------ RECORD LIST ------

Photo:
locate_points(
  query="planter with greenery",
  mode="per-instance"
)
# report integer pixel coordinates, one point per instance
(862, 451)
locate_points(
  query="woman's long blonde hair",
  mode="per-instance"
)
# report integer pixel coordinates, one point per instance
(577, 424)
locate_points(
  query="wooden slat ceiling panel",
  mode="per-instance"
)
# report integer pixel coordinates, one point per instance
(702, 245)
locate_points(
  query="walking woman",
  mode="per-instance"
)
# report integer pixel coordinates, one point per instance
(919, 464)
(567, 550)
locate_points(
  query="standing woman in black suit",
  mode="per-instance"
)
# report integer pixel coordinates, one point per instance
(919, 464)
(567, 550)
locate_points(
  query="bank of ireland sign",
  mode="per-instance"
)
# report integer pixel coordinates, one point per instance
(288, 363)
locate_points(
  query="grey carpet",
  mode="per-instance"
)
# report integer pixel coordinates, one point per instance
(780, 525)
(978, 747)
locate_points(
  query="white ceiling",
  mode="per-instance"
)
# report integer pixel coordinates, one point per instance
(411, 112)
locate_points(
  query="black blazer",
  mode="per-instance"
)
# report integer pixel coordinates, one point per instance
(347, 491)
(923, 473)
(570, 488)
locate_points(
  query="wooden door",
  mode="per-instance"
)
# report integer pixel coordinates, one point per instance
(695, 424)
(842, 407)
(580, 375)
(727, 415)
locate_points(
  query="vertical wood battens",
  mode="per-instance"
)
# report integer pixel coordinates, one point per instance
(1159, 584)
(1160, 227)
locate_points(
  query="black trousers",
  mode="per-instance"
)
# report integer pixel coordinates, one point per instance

------

AIM: Copy every item above word for word, from the first line to the last.

REPLY:
Photo:
locate_points(
  query="planter with greenery",
  mode="per-instance"
)
# report integer pixel coordinates, one point per instance
(862, 451)
locate_points(
  query="woman's long blonde hair",
  mode="per-instance"
)
# report integer pixel coordinates, one point per instance
(577, 424)
locate_points(
  query="wooden slat ceiling panel",
  mode="per-instance"
)
# report integer pixel coordinates, one point per instance
(702, 245)
locate_points(
  query="walking woman",
  mode="per-instance"
)
# report integer pixel coordinates, one point per instance
(919, 464)
(567, 550)
locate_points(
  query="standing woman in black suit",
  mode="per-instance"
)
# report integer pixel coordinates, one point per instance
(919, 464)
(567, 550)
locate_points(
  query="bank of ireland sign",
  mode="per-instance"
)
# report integer pixel coordinates, one point per instance
(288, 363)
locate_points(
  query="grey carpet",
  mode="per-instance"
)
# report integer pixel coordinates, one point per instance
(780, 525)
(978, 747)
locate_points(
  query="white ceiling",
  mode="per-instance"
)
# report integer pixel coordinates, one point per instance
(411, 112)
locate_points(
  query="black blazer",
  mode="per-instance"
)
# report integer pixel coordinates, one point per instance
(347, 491)
(923, 473)
(570, 488)
locate_points(
  query="wooden door",
  mode="per-instance"
)
# report integer pixel coordinates, one point per instance
(695, 424)
(842, 407)
(580, 375)
(727, 415)
locate_points(
  query="vertical wood battens",
  mode="per-instance"
)
# report integer pixel coordinates, one point per instance
(1159, 584)
(1160, 227)
locate_points(
  query="black trousers",
  mode="per-instance"
)
# report integer pixel coordinates, one point per instance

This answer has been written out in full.